## Exercise goal
Copy out each line below exactly as written.

## Available data
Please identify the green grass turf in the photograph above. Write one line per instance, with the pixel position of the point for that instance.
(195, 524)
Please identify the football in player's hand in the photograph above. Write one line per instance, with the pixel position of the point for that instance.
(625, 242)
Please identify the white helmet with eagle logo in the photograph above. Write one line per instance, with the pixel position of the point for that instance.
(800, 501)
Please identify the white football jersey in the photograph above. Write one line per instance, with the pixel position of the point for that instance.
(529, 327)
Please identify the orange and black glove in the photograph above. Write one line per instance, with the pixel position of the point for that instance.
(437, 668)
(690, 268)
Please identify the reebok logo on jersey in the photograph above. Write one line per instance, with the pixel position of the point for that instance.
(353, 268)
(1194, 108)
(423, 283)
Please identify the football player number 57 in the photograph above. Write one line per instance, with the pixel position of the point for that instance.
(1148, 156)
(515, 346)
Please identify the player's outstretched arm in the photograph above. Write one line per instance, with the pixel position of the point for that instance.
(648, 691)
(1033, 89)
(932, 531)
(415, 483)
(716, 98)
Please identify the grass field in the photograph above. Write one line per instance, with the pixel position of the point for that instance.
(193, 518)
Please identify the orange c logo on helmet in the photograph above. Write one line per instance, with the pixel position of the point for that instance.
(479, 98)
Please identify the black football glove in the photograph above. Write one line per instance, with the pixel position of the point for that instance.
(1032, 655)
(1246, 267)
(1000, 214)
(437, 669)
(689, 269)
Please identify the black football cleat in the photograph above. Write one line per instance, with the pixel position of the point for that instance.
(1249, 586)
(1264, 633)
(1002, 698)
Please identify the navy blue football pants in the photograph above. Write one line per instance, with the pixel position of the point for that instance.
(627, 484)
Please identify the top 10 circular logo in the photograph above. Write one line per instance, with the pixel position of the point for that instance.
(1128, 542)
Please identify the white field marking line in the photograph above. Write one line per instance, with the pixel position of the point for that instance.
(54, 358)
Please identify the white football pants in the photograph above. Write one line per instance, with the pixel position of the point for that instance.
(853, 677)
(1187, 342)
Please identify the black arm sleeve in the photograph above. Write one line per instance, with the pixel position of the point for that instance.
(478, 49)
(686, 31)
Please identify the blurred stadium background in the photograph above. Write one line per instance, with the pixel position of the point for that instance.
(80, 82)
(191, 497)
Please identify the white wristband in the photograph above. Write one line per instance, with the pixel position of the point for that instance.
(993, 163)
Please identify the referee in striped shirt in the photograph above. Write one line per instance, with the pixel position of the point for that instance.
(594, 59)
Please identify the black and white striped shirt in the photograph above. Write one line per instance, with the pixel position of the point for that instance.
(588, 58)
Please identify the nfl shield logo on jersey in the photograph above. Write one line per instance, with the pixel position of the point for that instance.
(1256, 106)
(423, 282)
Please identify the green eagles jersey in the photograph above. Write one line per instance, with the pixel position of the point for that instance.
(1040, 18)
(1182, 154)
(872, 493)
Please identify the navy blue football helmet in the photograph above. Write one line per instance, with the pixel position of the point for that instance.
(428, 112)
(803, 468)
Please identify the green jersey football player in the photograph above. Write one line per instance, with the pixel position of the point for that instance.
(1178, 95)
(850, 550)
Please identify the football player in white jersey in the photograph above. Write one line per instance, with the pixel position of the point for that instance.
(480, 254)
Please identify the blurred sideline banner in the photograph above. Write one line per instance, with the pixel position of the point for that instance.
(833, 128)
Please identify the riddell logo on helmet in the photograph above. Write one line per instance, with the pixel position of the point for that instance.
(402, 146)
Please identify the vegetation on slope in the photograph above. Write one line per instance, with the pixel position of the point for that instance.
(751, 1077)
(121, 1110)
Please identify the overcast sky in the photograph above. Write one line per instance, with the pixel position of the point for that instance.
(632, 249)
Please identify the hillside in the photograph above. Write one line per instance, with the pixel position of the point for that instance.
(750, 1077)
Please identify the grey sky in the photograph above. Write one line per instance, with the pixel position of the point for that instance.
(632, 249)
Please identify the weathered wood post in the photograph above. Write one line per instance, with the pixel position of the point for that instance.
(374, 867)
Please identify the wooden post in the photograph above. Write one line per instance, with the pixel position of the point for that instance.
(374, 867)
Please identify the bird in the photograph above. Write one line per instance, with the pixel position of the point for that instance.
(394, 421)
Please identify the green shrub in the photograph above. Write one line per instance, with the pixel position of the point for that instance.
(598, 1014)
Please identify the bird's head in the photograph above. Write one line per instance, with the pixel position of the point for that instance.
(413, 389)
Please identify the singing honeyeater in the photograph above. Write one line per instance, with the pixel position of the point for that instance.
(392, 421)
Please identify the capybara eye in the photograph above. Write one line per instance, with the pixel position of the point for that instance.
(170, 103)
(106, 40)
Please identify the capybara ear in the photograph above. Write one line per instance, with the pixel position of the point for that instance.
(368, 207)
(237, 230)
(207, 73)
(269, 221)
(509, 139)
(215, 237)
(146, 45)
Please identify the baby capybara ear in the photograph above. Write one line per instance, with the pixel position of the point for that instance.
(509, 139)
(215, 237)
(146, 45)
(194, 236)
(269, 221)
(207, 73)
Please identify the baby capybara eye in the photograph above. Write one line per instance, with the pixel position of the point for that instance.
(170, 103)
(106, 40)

## Task result
Please identify the green grass turf in the photograph above. Write one line per instance, with the pixel position of the point for that instance.
(195, 524)
Please identify the football in player's hand in the photograph above. Write one line per instance, with the pixel position of the point for that instance.
(625, 242)
Please identify the white helmet with eagle logo in the photograph above. Write one line per instance, with the pixel position of the point for that instance.
(800, 501)
Please identify the white football jersey in the photograph above. Write one line per instance, with the pixel position of the point for that instance.
(529, 327)
Please identify the orange and black glove in the photograph above. Write one line per instance, with the pixel position of the point for that instance.
(437, 668)
(690, 268)
Please identify the reebok logo on jersey in the photograph above. Write one line per instance, with the pixel position of the point for that instance.
(353, 268)
(1194, 108)
(423, 283)
Please identify the football player number 57 in the photograph above. Write one line per instance, with the pixel position of the point for that instance.
(1148, 156)
(515, 346)
Please identify the player's outstretched arm in the photograph above. Write one line per instance, with the pixel position of the point for that instance.
(648, 691)
(1033, 89)
(932, 531)
(415, 483)
(716, 98)
Please identify the grass field in the photograph above. Write one line per instance, with the pixel position of the point for that instance.
(193, 518)
Please identify the orange c logo on helmet in the photograph above. Write one line per instance, with the pixel position of the point for that instance.
(479, 98)
Please identify the black football glove in the photograph above. Write one line per instance, with the pixel position of the point for that instance.
(1032, 655)
(1246, 267)
(1000, 214)
(437, 669)
(689, 269)
Please identify the black football cleat in the photograph above. Write one line per instance, with the pixel position of the point for that instance.
(1249, 586)
(1264, 633)
(1002, 698)
Please identify the navy blue football pants in the photograph above. Write one line per instance, with the pixel position of the point for that instance.
(627, 484)
Please identify the top 10 circular logo in the photograph above. Write one line per instance, with the pixel position of the point for that instance.
(1128, 542)
Please identify the white field marking line in the photograph above. Write one line per instance, with the pixel position of the point for that instance.
(54, 358)
Please identify the white football pants in the photograph above. Write one line per instance, with the pixel position of the point for that instance.
(853, 677)
(1187, 342)
Please identify the black arm sleeve in the photograph above. Write one line per instance, with the pixel position of the point for that instance.
(478, 49)
(686, 31)
Please identify the blurred stadium background in the photograph above. Write one line per instance, with the pixel position of the point for that instance.
(80, 82)
(191, 497)
Please identify the white wristband in the photograph above. Write one line per instance, with the pixel position of the point for that instance.
(993, 163)
Please identify the referee in striped shirt in the photograph above. Write one line per instance, with the pixel position of the point for that instance.
(594, 59)
Please identify the black and white striped shirt in the photograph above. Write one line per instance, with the pixel position of the point for that instance.
(588, 58)
Please identify the nfl shield logo on jersey in the photograph above. Write one line per instance, with the pixel position of the point for that instance.
(1256, 106)
(423, 282)
Please identify the green eagles jersey in the photograph above. Write one line per instance, with the pixel position of the point for that instance.
(1040, 18)
(1182, 154)
(872, 493)
Please identify the navy blue football helmet in the photograph above. Write one line per instance, with the pixel position of the point for that instance.
(428, 112)
(803, 468)
Please identify the green jersey football player in the photograph above. Write one line per instance, with the pixel position of the point for that instance.
(1178, 95)
(850, 550)
Please identify the football player in white jersey in the photograph above. Write one line per instance, with the pixel position of the point for that instance.
(480, 254)
Please identify the blurred sideline banner in the photograph above. Write one line per instance, with the pixel position of the point for that instance.
(833, 128)
Please identify the riddell logo on helmet in the photograph above. Write one line per instance, with the pixel position of the point for that instance.
(402, 146)
Please identify the vegetation on slope in the photograph above. Write one line per instance, with the pixel position of the point for that instance.
(751, 1077)
(121, 1110)
Please identify the overcast sky in the photograph above. Write one line per instance, with the pixel position of the point for that instance.
(632, 249)
Please identify the hillside in the photograph above. Write one line per instance, with the pixel position of the point for that instance.
(750, 1077)
Please identify the grey sky in the photograph above. Write one line per instance, with the pixel position of the point for that instance.
(632, 249)
Please identify the weathered wood post in the photograph above. Write one line per instance, with the pixel position of the point for that instance.
(374, 867)
Please identify the wooden post in the photograph above. Write one line per instance, with the pixel position of the point for that instance.
(374, 867)
Please identify the bird in the photograph above. Write one line per instance, with the pixel position of the point for that instance.
(394, 421)
Please identify the green shrub in the photograph above. Write one line per instance, with the pixel position of the point for that instance.
(598, 1014)
Please identify the bird's head in the photograph above. Write one line per instance, with the pixel position of the point for that instance.
(413, 389)
Please identify the singing honeyeater in the photograph above. Write one line per instance, with the pixel position of the point for that instance.
(392, 421)
Please identify the capybara eye in the photograph above. Write one line per instance, with the pixel position of the point for that instance.
(170, 103)
(106, 40)
Please identify the capybara ear in the photograph above. Write one line per instance, with the pixel position of the point for that instance.
(368, 207)
(237, 230)
(207, 73)
(269, 221)
(509, 139)
(215, 237)
(146, 45)
Please identify the baby capybara ear in the photograph above. Write one line per instance, with the pixel position of the point for that instance.
(509, 139)
(215, 237)
(146, 45)
(194, 236)
(269, 221)
(207, 73)
Please identify the baby capybara eye in the photograph above. Write one line per instance, with the pixel position of the point for that instance.
(170, 103)
(106, 40)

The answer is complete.